Result — pooled mechanistic analysis (new)
To address the cell-fragmentation problem, we pooled state pairs into five mechanistic buckets:
| Pool | Definition | n | Brier | Δ vs ref | 95% CI | obs draw% | pred draw% |
|---|---|---|---|---|---|---|---|
| Reference | OPEN × OPEN (matchday 1) | 238 | 0.554 | — | — | 24.8% | 21.8% |
| Standard competition | BUBBLE × BUBBLE | 365 | 0.598 | +0.044 | [−0.027, +0.107] | 28.2% | 21.9% |
| Draw defending | Any cell with DRAW_ENOUGH | 123 | 0.633 | +0.079 | [−0.009, +0.170] | 29.3% | 21.8% |
| Dead rubber | Both sides in {AT, ELIM} | 41 | 0.495 | −0.060 | [−0.170, +0.055] | 17.1% | 21.9% |
| Asymmetric other | One settled + one fighting (no DE) | 63 | 0.572 | +0.018 | [−0.110, +0.153] | 15.9% | 21.7% |

The draw_defending pool (n=123) is the strongest candidate: Brier +0.079 worse than reference, CI [−0.009, +0.170] — nearly excludes zero. The draw rate is elevated (29.3% observed vs 21.8% predicted), consistent with the "park the bus" hypothesis. But the standard_competition pool (BUBBLE×BUBBLE, n=365) also shows elevated draw rates (28.2% vs 21.9%) and worse Brier (+0.044), raising the question: is the draw_defending signal really about motivation, or is it the general matchday effect?

MATERIAL PROVIDED ->
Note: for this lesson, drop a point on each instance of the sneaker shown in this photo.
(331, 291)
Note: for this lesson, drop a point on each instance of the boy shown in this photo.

EXERCISES ->
[A] Which pools are named in the table of the pooled mechanistic analysis?
[B] According to the pooled mechanistic analysis, which hypothesis is the elevated draw rate in the draw defending pool consistent with?
[C] Write the next part of the pooled mechanistic analysis, picking up after its final sentence.

ANSWERS FOR THE TASKS ->
[A] Reference, Standard competition, Draw defending, Dead rubber, Asymmetric other

[B] The "park the bus" hypothesis.

[C]
Result — matchday ablation
To disentangle motivation from the matchday confounder, we compared Brier by matchday, ignoring motivation states entirely:
| Matchday | n | Brier | Δ vs MD1 | 95% CI |
|---|---|---|---|---|
| 1 | 274 | 0.549 | — | — |
| 2 | 274 | 0.596 | +0.046 | [−0.025, +0.112] |
| 3 | 276 | 0.607 | +0.058 | [−0.013, +0.126] |

The matchday effect is monotonic: matchday 3 is +0.058 Brier worse than matchday 1 across all matches, CI [−0.013, +0.126]. This accounts for most of the raw draw_defending signal (+0.079), which pools matchday-2 and matchday-3 matches that are inherently harder to predict regardless of motivation.
Result — matchday-controlled test (the key finding)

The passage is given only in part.